◆ Your instructions
From the line that includes "Given the photograph above, point out the cabinet door" to the last line of the data, quote each line precisely; both boundary lines belong in the answer.

+ + + + + + +

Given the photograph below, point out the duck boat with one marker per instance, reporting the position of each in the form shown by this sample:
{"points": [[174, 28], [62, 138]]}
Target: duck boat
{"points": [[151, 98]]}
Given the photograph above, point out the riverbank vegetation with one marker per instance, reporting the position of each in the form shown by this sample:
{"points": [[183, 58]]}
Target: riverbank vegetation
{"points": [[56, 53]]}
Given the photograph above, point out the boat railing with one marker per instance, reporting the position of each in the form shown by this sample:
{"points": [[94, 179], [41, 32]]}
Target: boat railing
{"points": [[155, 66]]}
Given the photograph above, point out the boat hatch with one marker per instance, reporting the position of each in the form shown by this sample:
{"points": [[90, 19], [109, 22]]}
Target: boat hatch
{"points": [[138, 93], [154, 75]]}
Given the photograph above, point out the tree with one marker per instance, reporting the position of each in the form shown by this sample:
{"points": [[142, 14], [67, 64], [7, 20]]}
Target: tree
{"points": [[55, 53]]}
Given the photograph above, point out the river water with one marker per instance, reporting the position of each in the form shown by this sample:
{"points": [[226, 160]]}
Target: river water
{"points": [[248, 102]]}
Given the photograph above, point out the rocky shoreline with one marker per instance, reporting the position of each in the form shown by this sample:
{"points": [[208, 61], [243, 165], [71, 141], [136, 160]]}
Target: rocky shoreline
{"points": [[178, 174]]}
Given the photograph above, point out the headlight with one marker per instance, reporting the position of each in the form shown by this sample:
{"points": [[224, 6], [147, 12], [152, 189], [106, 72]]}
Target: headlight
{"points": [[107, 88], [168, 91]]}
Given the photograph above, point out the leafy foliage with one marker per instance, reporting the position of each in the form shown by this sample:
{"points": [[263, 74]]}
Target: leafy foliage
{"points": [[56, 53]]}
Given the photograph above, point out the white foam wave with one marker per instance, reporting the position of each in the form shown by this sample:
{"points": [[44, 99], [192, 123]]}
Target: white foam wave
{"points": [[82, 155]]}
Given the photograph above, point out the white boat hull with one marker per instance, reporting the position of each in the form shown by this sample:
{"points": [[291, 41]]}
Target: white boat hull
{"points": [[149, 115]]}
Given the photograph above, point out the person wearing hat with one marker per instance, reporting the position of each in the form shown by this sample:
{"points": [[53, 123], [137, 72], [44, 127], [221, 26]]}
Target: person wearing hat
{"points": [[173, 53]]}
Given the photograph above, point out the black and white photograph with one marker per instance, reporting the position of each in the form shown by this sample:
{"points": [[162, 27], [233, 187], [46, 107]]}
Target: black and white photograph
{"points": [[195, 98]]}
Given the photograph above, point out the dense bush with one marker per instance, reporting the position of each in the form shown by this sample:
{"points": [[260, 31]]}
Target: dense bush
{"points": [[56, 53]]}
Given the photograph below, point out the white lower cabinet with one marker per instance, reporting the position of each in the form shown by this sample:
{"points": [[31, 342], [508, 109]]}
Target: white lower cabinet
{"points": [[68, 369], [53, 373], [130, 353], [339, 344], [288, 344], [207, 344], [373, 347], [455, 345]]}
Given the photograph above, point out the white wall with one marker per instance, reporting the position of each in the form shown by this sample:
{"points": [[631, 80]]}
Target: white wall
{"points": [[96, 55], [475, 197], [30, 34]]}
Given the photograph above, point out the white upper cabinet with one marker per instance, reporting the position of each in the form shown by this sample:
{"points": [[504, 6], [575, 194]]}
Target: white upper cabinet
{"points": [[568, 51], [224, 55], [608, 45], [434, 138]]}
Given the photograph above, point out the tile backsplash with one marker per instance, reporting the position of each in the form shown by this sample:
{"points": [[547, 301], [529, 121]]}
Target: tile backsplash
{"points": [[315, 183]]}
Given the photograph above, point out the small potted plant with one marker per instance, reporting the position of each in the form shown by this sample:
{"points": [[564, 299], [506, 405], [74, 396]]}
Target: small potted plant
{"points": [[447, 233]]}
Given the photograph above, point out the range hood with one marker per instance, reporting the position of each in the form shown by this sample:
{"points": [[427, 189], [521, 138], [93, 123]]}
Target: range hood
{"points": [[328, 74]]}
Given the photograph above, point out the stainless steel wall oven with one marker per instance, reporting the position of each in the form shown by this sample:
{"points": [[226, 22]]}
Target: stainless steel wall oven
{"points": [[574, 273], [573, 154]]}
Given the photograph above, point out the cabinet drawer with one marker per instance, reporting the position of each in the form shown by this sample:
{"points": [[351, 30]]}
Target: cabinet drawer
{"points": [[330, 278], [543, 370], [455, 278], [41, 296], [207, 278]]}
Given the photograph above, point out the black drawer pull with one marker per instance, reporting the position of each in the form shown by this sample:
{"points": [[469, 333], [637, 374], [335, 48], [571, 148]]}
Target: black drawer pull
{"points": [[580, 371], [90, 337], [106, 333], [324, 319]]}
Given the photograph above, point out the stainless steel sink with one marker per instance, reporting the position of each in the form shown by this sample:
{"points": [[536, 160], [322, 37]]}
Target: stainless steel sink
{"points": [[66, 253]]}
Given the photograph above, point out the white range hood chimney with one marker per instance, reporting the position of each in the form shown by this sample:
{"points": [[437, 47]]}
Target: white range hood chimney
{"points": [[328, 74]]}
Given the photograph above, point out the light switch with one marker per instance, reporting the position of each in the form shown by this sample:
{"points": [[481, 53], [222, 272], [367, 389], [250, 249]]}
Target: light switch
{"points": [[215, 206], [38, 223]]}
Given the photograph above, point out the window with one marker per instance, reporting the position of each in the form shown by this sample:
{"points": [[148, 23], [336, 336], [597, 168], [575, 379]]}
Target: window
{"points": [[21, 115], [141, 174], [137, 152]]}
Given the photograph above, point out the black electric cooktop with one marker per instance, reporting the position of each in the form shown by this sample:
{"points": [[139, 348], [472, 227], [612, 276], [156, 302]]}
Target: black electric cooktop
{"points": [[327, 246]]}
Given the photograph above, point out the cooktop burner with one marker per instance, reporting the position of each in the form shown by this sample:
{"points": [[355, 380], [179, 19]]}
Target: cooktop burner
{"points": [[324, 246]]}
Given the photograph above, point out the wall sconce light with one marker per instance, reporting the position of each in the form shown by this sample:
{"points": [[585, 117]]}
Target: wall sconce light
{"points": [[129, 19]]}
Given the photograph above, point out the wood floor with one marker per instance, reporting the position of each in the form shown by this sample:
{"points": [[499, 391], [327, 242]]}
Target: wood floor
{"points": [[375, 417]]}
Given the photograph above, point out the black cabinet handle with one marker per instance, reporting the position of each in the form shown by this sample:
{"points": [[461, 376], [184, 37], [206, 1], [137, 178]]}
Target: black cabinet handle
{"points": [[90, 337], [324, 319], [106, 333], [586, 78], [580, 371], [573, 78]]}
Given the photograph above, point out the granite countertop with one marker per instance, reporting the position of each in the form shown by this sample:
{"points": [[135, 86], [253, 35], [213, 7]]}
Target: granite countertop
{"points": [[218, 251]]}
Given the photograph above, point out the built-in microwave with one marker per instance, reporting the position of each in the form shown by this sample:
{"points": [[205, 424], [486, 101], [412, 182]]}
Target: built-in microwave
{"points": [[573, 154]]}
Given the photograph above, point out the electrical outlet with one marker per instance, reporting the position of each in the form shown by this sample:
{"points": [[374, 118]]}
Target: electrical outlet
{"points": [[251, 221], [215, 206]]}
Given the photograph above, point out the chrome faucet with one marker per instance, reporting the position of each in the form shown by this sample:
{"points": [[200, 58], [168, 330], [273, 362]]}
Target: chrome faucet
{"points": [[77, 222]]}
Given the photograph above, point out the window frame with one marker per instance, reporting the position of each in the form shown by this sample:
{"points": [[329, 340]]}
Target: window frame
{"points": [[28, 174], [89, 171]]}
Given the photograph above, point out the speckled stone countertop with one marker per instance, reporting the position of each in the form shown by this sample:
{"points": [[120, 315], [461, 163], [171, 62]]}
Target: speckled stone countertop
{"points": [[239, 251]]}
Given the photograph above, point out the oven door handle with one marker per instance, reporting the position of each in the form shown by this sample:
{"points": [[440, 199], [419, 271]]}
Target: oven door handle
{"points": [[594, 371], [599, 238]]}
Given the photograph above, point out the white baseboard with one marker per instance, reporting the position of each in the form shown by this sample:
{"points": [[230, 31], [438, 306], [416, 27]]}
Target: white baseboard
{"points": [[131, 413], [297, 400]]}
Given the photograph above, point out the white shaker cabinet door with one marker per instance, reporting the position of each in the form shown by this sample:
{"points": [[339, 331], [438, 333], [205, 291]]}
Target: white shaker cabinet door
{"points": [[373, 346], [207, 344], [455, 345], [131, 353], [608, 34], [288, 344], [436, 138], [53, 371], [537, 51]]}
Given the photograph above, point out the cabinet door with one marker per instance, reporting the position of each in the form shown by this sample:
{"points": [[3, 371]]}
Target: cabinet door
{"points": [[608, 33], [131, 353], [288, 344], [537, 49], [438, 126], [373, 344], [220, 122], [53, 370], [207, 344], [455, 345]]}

+ + + + + + +

◆ Exercise answer
Given the photograph above, point out the cabinet door with one marker per instance, reporting the position of each in the form shown by this sample:
{"points": [[3, 371]]}
Target: cabinet door
{"points": [[608, 33], [131, 353], [288, 344], [537, 49], [438, 126], [373, 344], [220, 122], [53, 370], [207, 344], [455, 345]]}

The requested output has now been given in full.